[SCHRIFTLICHE ÜBUNG A]: Gib aus dem Text über Lycke den Abschnitt von „Dazu kommt noch“ bis „Tennisstunde gefahren wurde.“ wortgetreu wieder.

[TEXTAUSZUG]:
◇ ◇ ◇ ◇

Lycke heißt Glück, aber Lycke ist alles andere als ein Glücksmädchen. Als Scheidungskind befindet sie sich zwischen den Fronten ihrer karriereorientierten Eltern. Bei beiden Parteien ist sie eigentlich unerwünscht, dient nur zu gegenseitigen Machtspielchen im Rosenkrieg.
Dazu kommt noch eine unsympathische Stiefmutter, die Lycke am liebsten gar nicht bei sich in der schicken Wohnung haben mag. Auch in der Schule wird das arme Mädchen gemobbt. Keiner hilft ihr, die Eltern unternehmen nichts aus Gleichgültigkeit und die Lehrer schauen einfach weg.
Als Lycke dann spurlos verschwindet, gestaltet sich die Suche als sehr schwierig. Keiner fühlt sich verantwortlich für das Mädchen, das bei strömendem Regen zu einer nicht vorgesehenen Tennisstunde gefahren wurde.

◇ ◇ ◇ ◇

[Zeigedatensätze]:
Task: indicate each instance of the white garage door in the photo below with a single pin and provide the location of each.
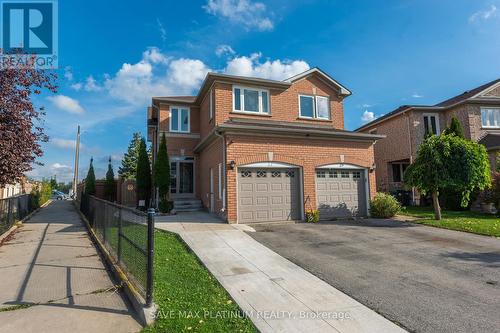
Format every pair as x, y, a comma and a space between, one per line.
340, 193
268, 194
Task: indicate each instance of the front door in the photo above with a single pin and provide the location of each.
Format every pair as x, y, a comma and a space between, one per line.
182, 179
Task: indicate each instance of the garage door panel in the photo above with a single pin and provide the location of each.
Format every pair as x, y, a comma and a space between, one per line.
340, 196
268, 195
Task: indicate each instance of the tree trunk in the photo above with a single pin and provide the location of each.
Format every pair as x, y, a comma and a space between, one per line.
435, 204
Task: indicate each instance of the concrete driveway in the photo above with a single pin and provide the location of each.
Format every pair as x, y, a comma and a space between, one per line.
427, 279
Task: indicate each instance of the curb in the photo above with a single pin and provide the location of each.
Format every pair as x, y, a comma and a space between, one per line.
146, 314
20, 222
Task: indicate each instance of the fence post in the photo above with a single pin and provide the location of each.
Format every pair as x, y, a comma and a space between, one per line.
151, 227
119, 235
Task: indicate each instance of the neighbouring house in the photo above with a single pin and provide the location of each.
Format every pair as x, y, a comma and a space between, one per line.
255, 150
478, 111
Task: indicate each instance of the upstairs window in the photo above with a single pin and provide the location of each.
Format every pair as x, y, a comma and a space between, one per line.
314, 107
490, 117
431, 124
250, 100
179, 119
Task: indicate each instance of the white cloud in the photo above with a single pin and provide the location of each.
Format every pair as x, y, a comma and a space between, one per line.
161, 30
224, 49
91, 84
484, 14
367, 116
66, 103
275, 69
76, 86
249, 14
68, 73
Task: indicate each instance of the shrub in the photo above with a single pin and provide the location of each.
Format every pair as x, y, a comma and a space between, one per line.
312, 215
384, 206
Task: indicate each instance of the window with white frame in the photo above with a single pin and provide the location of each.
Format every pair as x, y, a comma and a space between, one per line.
314, 107
490, 117
220, 181
211, 106
179, 119
431, 124
250, 100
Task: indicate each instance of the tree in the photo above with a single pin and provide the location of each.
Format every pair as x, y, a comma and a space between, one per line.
129, 162
21, 130
143, 174
110, 184
162, 174
455, 128
449, 162
90, 179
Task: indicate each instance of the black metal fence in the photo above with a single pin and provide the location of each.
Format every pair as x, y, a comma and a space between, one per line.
128, 236
14, 209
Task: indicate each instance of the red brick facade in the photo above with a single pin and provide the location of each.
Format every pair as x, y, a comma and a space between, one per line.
214, 151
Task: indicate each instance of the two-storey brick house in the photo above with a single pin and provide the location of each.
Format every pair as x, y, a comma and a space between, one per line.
256, 150
478, 111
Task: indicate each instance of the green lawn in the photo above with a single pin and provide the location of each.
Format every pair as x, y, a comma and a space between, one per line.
467, 221
190, 299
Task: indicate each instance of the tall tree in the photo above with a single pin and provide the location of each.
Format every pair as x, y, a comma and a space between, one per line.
21, 123
90, 179
455, 128
129, 162
162, 174
110, 184
449, 162
143, 174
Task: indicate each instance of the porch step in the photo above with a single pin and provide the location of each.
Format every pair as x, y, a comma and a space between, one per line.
188, 205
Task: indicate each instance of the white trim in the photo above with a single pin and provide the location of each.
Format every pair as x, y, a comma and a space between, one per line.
489, 108
268, 165
179, 119
433, 114
242, 100
281, 165
343, 90
340, 166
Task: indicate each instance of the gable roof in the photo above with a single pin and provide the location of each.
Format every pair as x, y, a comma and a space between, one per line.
211, 77
469, 95
329, 79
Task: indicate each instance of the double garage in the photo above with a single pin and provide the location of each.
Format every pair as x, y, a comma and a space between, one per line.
271, 191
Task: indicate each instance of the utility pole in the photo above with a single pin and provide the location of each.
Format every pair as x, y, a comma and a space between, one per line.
77, 153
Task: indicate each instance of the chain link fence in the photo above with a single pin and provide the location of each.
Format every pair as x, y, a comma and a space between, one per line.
14, 209
127, 235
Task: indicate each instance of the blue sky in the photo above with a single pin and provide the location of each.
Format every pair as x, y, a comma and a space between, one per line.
114, 56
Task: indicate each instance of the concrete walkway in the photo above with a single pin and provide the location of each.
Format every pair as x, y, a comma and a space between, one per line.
277, 294
51, 266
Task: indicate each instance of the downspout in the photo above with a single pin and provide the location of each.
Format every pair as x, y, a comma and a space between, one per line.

◇ ◇ ◇ ◇

[SCHRIFTLICHE ÜBUNG B]: Nenne nur die Anzahl der Zeilen in der Auflistung, die die Zeichenfolge „tree“ enthalten.

[SCHRIFTLICHE ANTWORT A]:
Dazu kommt noch eine unsympathische Stiefmutter, die Lycke am liebsten gar nicht bei sich in der schicken Wohnung haben mag. Auch in der Schule wird das arme Mädchen gemobbt. Keiner hilft ihr, die Eltern unternehmen nichts aus Gleichgültigkeit und die Lehrer schauen einfach weg.
Als Lycke dann spurlos verschwindet, gestaltet sich die Suche als sehr schwierig. Keiner fühlt sich verantwortlich für das Mädchen, das bei strömendem Regen zu einer nicht vorgesehenen Tennisstunde gefahren wurde.

[SCHRIFTLICHE ANTWORT B]: 3